**WHAT YOU SHOULD DO**
Reproduce every one of the entries below word for word, omitting the pictures from your answer.
::::::::
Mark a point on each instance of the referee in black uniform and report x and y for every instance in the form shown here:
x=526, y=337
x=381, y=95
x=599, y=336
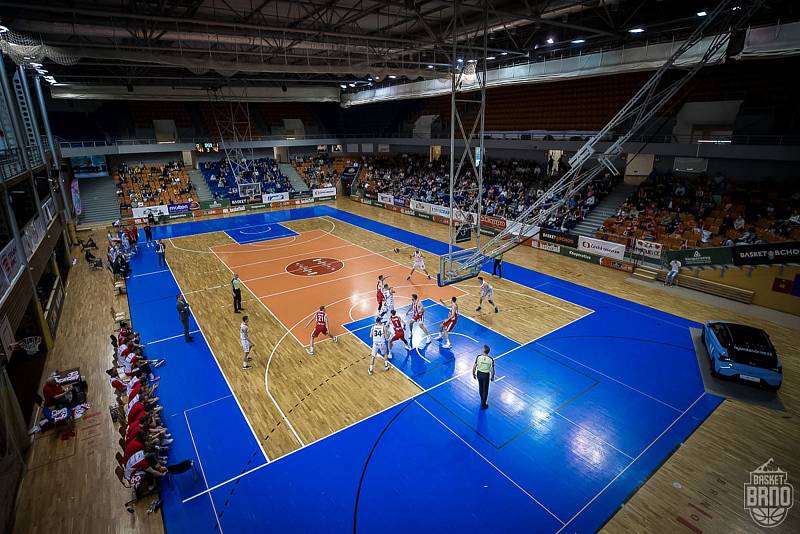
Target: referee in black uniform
x=483, y=372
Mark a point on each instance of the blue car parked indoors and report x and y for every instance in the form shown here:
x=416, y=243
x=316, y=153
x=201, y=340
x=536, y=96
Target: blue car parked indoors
x=742, y=352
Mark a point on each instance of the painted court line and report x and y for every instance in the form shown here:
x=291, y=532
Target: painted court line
x=168, y=338
x=579, y=512
x=202, y=471
x=620, y=382
x=224, y=377
x=531, y=497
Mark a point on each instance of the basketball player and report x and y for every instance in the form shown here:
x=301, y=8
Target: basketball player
x=449, y=323
x=418, y=265
x=321, y=327
x=379, y=334
x=417, y=316
x=487, y=291
x=399, y=330
x=379, y=293
x=244, y=337
x=388, y=300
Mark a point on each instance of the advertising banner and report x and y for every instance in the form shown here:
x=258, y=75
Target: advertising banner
x=324, y=192
x=700, y=256
x=493, y=222
x=267, y=198
x=181, y=207
x=559, y=238
x=243, y=201
x=157, y=211
x=766, y=253
x=648, y=249
x=422, y=207
x=214, y=204
x=76, y=196
x=601, y=248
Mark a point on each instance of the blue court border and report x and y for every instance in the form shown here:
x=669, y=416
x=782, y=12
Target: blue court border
x=186, y=508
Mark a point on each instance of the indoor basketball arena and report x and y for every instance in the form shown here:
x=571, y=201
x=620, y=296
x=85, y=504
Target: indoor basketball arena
x=415, y=266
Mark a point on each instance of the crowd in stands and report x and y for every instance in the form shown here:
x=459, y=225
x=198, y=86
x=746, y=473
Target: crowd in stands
x=318, y=171
x=152, y=185
x=705, y=210
x=224, y=184
x=510, y=186
x=143, y=454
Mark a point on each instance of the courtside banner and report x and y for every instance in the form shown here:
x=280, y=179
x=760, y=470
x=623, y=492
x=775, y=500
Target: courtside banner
x=648, y=249
x=267, y=198
x=601, y=248
x=766, y=253
x=157, y=211
x=324, y=192
x=493, y=222
x=422, y=207
x=559, y=238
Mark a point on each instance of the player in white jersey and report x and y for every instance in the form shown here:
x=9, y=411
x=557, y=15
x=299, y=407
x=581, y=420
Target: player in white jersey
x=388, y=300
x=417, y=316
x=418, y=264
x=379, y=335
x=487, y=292
x=244, y=337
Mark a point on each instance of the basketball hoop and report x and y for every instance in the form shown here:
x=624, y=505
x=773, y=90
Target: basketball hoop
x=29, y=344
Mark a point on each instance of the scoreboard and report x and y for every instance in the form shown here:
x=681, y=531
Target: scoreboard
x=202, y=148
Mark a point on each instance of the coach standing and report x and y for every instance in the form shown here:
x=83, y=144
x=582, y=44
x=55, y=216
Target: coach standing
x=183, y=313
x=236, y=285
x=483, y=372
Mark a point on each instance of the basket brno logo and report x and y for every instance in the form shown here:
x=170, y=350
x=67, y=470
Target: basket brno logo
x=768, y=496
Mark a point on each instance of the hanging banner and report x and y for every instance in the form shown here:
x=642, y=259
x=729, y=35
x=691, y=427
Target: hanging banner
x=76, y=196
x=648, y=249
x=766, y=253
x=324, y=192
x=157, y=211
x=601, y=248
x=268, y=198
x=559, y=238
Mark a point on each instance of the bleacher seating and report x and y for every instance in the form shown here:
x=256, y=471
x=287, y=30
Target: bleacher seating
x=689, y=212
x=223, y=184
x=152, y=184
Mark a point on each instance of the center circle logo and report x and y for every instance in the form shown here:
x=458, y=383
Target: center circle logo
x=314, y=266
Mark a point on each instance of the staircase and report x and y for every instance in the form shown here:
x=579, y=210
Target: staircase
x=296, y=181
x=607, y=208
x=201, y=186
x=98, y=200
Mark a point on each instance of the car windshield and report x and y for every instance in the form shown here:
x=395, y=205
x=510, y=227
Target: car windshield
x=751, y=346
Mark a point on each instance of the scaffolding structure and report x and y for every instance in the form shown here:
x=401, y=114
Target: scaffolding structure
x=713, y=33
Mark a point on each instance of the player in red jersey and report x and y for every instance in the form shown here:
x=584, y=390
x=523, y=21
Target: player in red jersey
x=417, y=316
x=450, y=322
x=379, y=293
x=399, y=330
x=321, y=327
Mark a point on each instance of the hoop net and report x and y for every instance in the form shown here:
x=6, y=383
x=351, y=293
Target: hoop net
x=29, y=344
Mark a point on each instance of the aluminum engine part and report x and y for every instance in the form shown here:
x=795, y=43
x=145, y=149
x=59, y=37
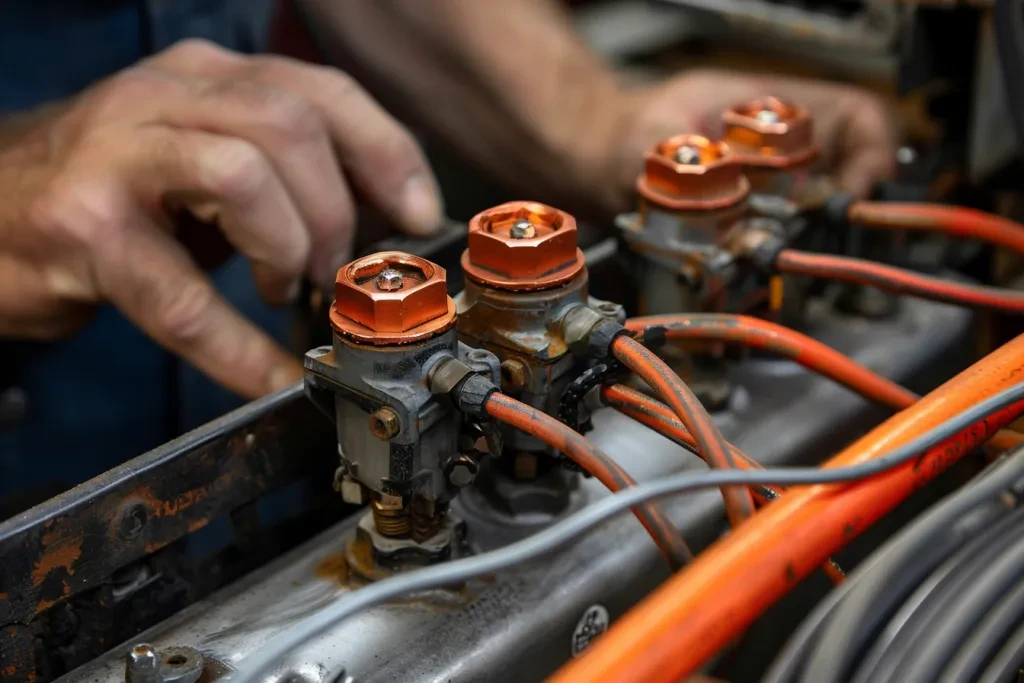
::::::::
**SOLVED EXERCISE**
Mark a point on each instance of the referee in black uniform and report x and y for every instance in the form shown here:
x=526, y=337
x=381, y=95
x=599, y=336
Target: referee in black uniform
x=483, y=372
Mark a point on each instance of the blue car parked indoors and report x and y for every instance in the form shown here:
x=416, y=243
x=316, y=153
x=201, y=340
x=536, y=96
Target: blue car parked indoors
x=742, y=352
Mark a point on each instance of the painted court line and report x and y for every instance in the form shown here:
x=291, y=532
Target: painted court line
x=168, y=338
x=579, y=512
x=202, y=471
x=620, y=382
x=224, y=377
x=531, y=497
Mark a point on each instance of the basketball player and report x and y for every instance in the form shown here:
x=301, y=8
Target: basketball player
x=449, y=323
x=418, y=265
x=321, y=327
x=379, y=334
x=417, y=316
x=487, y=291
x=399, y=330
x=379, y=293
x=244, y=337
x=388, y=300
Mark a point on each instance of the advertising banner and report x and y for every instance in the form shown here:
x=258, y=75
Target: advertising banner
x=324, y=192
x=700, y=256
x=493, y=222
x=267, y=198
x=181, y=207
x=559, y=238
x=243, y=201
x=157, y=211
x=766, y=253
x=648, y=249
x=422, y=207
x=214, y=204
x=76, y=196
x=601, y=248
Mark a point on each instance of the blue court border and report x and y for every instance in the form shown here:
x=669, y=416
x=782, y=12
Target: blue court border
x=186, y=508
Mark a point on each instance of the indoor basketball arena and report x and y for every instance in the form shown here:
x=571, y=201
x=620, y=296
x=85, y=504
Target: indoor basketball arena
x=415, y=266
Mark a point on each instance of the crowd in stands and report x and y for every instance in the form shown here:
x=459, y=225
x=198, y=86
x=746, y=473
Target: crowd in stands
x=318, y=171
x=152, y=185
x=705, y=210
x=224, y=184
x=510, y=186
x=143, y=454
Mark a point on each instance of the courtside banner and report x and y for every instance in the form shown here:
x=280, y=179
x=760, y=470
x=623, y=492
x=775, y=500
Target: courtside banner
x=648, y=249
x=267, y=198
x=601, y=248
x=766, y=253
x=157, y=211
x=324, y=192
x=493, y=222
x=422, y=207
x=559, y=238
Mark a point on each instance of the player in white jersey and report x and y for every instance in the form shown here:
x=9, y=411
x=557, y=15
x=299, y=407
x=581, y=420
Target: player in white jersey
x=388, y=300
x=417, y=316
x=418, y=264
x=379, y=335
x=487, y=292
x=244, y=337
Mark a point on each instance of the basketball hoop and report x and y for every instance in the form shown here:
x=624, y=505
x=773, y=90
Target: basketball hoop
x=29, y=344
Mark a point on each instance of the scoreboard and report x and y for every instance in the form shown here:
x=681, y=531
Target: scoreboard
x=202, y=148
Mark a point on each instance of the coach standing and report x and y for every instance in the form shown here:
x=83, y=144
x=582, y=44
x=55, y=216
Target: coach standing
x=183, y=313
x=236, y=285
x=483, y=372
Mark a point on each instance of the basket brno logo and report x and y for every instance in the form shown here:
x=170, y=350
x=67, y=470
Target: basket brno logo
x=768, y=496
Mark a point on each instance of the hanging banner and report x and y for every instance in the form shown here:
x=642, y=259
x=729, y=35
x=691, y=427
Target: hanging banner
x=76, y=196
x=648, y=249
x=766, y=253
x=324, y=192
x=157, y=211
x=601, y=248
x=268, y=198
x=559, y=238
Mark a point on each instance of the bleacher seating and report x and y for every instance in the form shown here:
x=256, y=471
x=287, y=30
Target: bleacher seating
x=689, y=212
x=223, y=184
x=152, y=184
Mark a point on each instance of the center circle logo and report x and y for every instance in the form shown here:
x=458, y=383
Target: center circle logo
x=314, y=266
Mark a point on each instance of the staircase and report x and y for every instance in the form shown here:
x=579, y=210
Target: staircase
x=296, y=181
x=607, y=208
x=201, y=186
x=98, y=200
Mark a point on each instance of the car windshield and report x and y for every instance in the form shown here:
x=395, y=205
x=510, y=227
Target: car windshield
x=751, y=346
Mark a point on each instance of the scaffolding structure and report x and y for every instance in the form shown here:
x=401, y=114
Target: scaffolding structure
x=713, y=33
Mark a point on each instance of the player in red jersey and report x and y for every instance in the form shown here:
x=584, y=390
x=523, y=21
Target: player in red jersey
x=417, y=316
x=450, y=322
x=379, y=293
x=399, y=330
x=321, y=327
Mark a point on each instance of the hoop net and report x and y for every instance in the form shown here:
x=6, y=383
x=351, y=293
Target: hoop net
x=29, y=344
Mark a point on each instance of the aluminum engine part and report x and y for every instance in the form shown here:
x=795, y=43
x=145, y=149
x=59, y=37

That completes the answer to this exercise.